Description of the task: Please copy the entries below word for word, leaving out any image.
[Records shown]
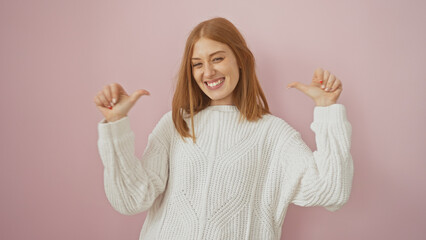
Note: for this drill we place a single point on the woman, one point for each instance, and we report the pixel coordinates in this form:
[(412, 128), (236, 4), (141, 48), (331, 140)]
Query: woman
[(219, 165)]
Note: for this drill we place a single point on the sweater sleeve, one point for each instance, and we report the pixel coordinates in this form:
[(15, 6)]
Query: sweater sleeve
[(326, 174), (132, 185)]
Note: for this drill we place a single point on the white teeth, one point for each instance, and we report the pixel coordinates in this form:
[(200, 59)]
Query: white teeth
[(215, 83)]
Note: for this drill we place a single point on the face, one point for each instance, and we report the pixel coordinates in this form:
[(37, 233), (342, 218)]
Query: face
[(215, 69)]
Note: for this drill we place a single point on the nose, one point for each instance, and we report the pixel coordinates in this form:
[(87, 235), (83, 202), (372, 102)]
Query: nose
[(209, 70)]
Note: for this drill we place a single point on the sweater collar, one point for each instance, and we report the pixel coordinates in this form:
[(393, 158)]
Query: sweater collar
[(223, 108)]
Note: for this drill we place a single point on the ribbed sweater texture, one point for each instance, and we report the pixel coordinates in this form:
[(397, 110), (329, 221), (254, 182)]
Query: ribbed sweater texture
[(235, 182)]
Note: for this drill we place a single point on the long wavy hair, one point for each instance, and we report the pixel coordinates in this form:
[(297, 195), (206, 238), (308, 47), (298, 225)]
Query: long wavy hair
[(189, 99)]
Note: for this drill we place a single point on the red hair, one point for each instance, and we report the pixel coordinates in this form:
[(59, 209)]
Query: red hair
[(248, 96)]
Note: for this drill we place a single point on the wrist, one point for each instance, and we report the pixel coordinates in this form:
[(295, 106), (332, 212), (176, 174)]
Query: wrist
[(324, 103), (115, 118)]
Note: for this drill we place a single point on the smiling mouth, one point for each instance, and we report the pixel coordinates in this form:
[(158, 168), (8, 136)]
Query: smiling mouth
[(214, 83)]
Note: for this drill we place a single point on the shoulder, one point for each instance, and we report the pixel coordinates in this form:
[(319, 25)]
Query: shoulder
[(277, 130)]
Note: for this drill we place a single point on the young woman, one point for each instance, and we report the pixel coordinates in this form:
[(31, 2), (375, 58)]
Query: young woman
[(219, 165)]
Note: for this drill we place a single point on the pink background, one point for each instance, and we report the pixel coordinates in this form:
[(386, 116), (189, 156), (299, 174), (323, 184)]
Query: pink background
[(56, 55)]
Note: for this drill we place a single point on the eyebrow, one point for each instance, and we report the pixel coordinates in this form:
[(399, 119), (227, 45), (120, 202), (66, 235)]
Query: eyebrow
[(220, 51)]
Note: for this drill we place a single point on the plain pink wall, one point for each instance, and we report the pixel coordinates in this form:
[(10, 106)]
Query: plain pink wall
[(56, 55)]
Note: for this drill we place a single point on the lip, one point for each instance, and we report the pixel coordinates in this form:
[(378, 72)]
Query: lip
[(217, 86), (214, 80)]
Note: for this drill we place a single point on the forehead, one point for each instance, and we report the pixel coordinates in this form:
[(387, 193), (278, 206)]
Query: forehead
[(204, 47)]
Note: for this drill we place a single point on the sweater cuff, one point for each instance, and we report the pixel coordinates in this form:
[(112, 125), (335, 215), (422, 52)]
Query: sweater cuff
[(332, 113), (114, 130)]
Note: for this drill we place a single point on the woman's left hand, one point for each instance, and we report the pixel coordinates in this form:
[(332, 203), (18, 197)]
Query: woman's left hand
[(324, 89)]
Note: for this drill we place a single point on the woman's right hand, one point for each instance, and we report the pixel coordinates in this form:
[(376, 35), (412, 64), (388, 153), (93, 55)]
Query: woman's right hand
[(114, 102)]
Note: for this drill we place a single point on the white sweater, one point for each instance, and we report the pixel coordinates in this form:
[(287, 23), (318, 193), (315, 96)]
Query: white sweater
[(236, 182)]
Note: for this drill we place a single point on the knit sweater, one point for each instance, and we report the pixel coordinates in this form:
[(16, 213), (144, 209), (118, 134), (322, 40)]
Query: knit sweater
[(235, 182)]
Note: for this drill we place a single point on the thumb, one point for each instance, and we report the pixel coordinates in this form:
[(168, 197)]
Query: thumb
[(300, 86), (137, 94)]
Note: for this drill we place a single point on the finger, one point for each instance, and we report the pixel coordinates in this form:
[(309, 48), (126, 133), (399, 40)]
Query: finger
[(335, 85), (104, 101), (115, 93), (107, 93), (97, 101), (325, 79), (139, 93), (318, 75), (299, 86), (330, 82)]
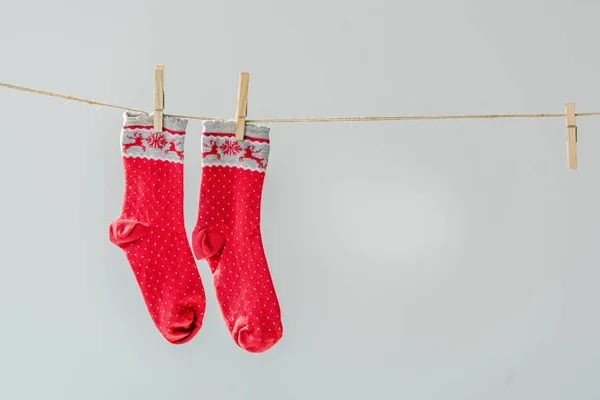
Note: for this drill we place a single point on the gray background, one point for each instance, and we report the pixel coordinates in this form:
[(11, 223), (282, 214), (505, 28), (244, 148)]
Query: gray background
[(414, 260)]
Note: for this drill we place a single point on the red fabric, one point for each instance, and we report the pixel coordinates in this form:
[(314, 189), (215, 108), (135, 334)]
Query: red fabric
[(152, 234), (227, 235)]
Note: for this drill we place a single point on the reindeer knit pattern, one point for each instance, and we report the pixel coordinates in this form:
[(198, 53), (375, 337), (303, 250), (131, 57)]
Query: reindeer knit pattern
[(227, 233), (151, 229)]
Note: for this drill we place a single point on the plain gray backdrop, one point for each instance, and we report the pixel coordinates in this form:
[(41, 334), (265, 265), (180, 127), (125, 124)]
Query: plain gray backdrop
[(416, 260)]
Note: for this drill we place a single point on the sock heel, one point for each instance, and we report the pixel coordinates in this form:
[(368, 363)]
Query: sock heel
[(125, 231)]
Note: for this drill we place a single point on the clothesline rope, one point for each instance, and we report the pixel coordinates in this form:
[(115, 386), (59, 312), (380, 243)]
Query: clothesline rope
[(307, 120)]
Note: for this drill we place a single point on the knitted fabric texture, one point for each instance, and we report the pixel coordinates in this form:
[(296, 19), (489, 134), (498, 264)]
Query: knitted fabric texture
[(227, 233), (151, 229)]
[/Records shown]
Answer space:
Note: for this drill we place a single point on the woman, one point for each instance, and we report the pixel coordinates in this form:
[(412, 128), (236, 4), (141, 48), (331, 140)]
Query: woman
[(219, 165)]
Note: for this drill we place a single point on the sweater sleeve, one point for each instance, and we report the pixel coordinates in this form:
[(15, 6)]
Query: sweater sleeve
[(326, 174), (132, 185)]
Note: for this drill we place a single point on the white teeth, one point for each instance, and we report the pixel coordinates in this form:
[(200, 59)]
Query: white teeth
[(215, 83)]
Note: for this drill we place a single point on the face, one point for each instance, and we report the pixel coordinates in this form:
[(37, 233), (342, 218)]
Query: face
[(215, 69)]
Note: for this drill we place a single point on the nose, one point for each instance, and we report the pixel coordinates in this form:
[(87, 235), (83, 202), (372, 102)]
Query: nose
[(209, 70)]
Note: for this drill we place a single point on the sweater collar, one point for each instance, and we report the pixel coordinates in this form:
[(393, 158)]
Query: sweater collar
[(223, 108)]
Note: for this drill we place a single point on the ribbed sweater texture, one point for each instance, and we report the pixel coordinates in this form:
[(397, 110), (329, 221), (254, 182)]
Query: ribbed sweater texture
[(235, 182)]
Note: for this drill we place a single point on the long wavy hair, one point for each instance, and we report the pixel coordinates in this form:
[(297, 195), (206, 238), (308, 47), (298, 225)]
Query: long wavy hair
[(189, 99)]
Note: for this drill we place a single point on the red hair, one point for each instance, and we report the pixel coordinates in this form:
[(59, 209)]
Query: red hair
[(248, 96)]
Note: for this drill we place a single point on the wrist, one point for each instance, and we report the pixel coordinates in this form:
[(295, 106), (332, 212), (176, 174)]
Query: wrist
[(324, 103), (115, 118)]
Note: for this drill we place a single point on the smiling mouth, one point for each instance, and we report the pixel coordinates in this form:
[(158, 168), (8, 136)]
Query: smiling mouth
[(214, 83)]
Note: for this drill we place a single point on the shoulder, one point for each instance, and we report the pixel coordinates in this form:
[(319, 25)]
Query: shoulder
[(277, 130)]
Note: for this drill we place a single point on the young woman, one point for each instance, and we report the pixel coordinates in this form:
[(31, 2), (375, 58)]
Query: young woman
[(219, 165)]
Note: for this drill we place a single point on the pink background, one point for each instance, and we report the pixel coordinates in this form:
[(386, 116), (189, 156), (299, 174), (323, 184)]
Query: pink background
[(56, 55)]
Note: for this drill we place a single point on the eyebrow, one point for each instance, and we report the pixel coordinates in this form:
[(399, 119), (227, 45), (120, 202), (66, 235)]
Query: eyebrow
[(220, 51)]
Note: for this drill we place a single point on the plain pink wall, one point for each instance, and we report the pixel coordinates in this form:
[(10, 106)]
Query: plain pink wall
[(56, 55)]
Note: for this drill we place a single point on the lip, one point for each instance, and we report the pixel coordinates in this form:
[(378, 72)]
Query: lip
[(217, 86), (214, 80)]
Note: for this drill we place a single point on the forehead, one point for each instance, and we report the pixel coordinates in this form:
[(387, 193), (278, 206)]
Query: forehead
[(204, 47)]
Note: for this drill we place a single point on the sweater cuff, one point for each instance, and we report the pixel coordinates in this form:
[(112, 125), (335, 215), (422, 52)]
Query: sweater cuff
[(332, 113), (114, 130)]
Note: for this drill we place a single point on the woman's left hand, one point for each instance, and we report the pixel coordinates in this form:
[(332, 203), (18, 197)]
Query: woman's left hand
[(324, 89)]
Note: for this drill we place a single point on the woman's right hand, one point for each instance, and we report the pixel coordinates in this form:
[(376, 35), (412, 64), (388, 153), (93, 55)]
Query: woman's right hand
[(114, 102)]
Note: for this drill we place a single point on the white sweater, one point for each instance, and we report the pixel coordinates in this form:
[(287, 23), (318, 193), (315, 96)]
Query: white sweater
[(236, 182)]
Note: for this drill we place a single point on the knit sweater, one point for each instance, and we report the pixel coordinates in this form:
[(16, 213), (144, 209), (118, 134), (322, 40)]
Query: knit sweater
[(235, 182)]
Note: for this drill we place a single point on the thumb, one point for each instance, and we report the pixel coordinates in this form:
[(168, 197)]
Query: thumb
[(300, 86), (137, 94)]
Note: for this drill we place a single point on the finger, one point for each instance, and we report the pixel coordinates in this form:
[(309, 48), (126, 133), (399, 40)]
Query: finger
[(335, 85), (104, 101), (115, 93), (107, 93), (97, 101), (325, 79), (139, 93), (318, 75), (299, 86), (330, 82)]
Note: for this drill we place a single point on the gray background, one point for each instance, and we report the pixel coordinates in this form:
[(11, 223), (282, 214), (505, 28), (244, 148)]
Query: gray background
[(414, 260)]
Note: for this drill we place a single point on the red fabric, one point for each instance, and we report the pixel coordinates in this form:
[(314, 189), (215, 108), (135, 334)]
Query: red fabric
[(152, 234), (227, 235)]
Note: for this drill we place a single point on the reindeer knit pattern, one point for each instance, and we report the pixel coordinates in this form:
[(198, 53), (375, 337), (303, 250), (131, 57)]
Query: reindeer knit pattern
[(227, 233), (151, 229)]
Note: for this drill we place a single point on the plain gray backdrop, one point for each instance, and we report the pixel coordinates in this form:
[(41, 334), (265, 265), (180, 127), (125, 124)]
Query: plain gray backdrop
[(416, 260)]
Note: for this drill we place a single point on the sock heel, one point for each instance, and we report the pixel coordinates in this form:
[(368, 363)]
Query: sock heel
[(125, 231)]
Note: for this drill we place a single point on the clothesline rope, one point for each instance, and we report the pixel coordinates in this form:
[(115, 386), (59, 312), (380, 243)]
Query: clothesline rope
[(307, 120)]
Note: for this drill we place a single point on the knitted fabric texture, one point for each instance, and we report the pixel coordinates in this form:
[(296, 19), (489, 134), (498, 264)]
Query: knitted fabric texture
[(227, 233), (151, 229)]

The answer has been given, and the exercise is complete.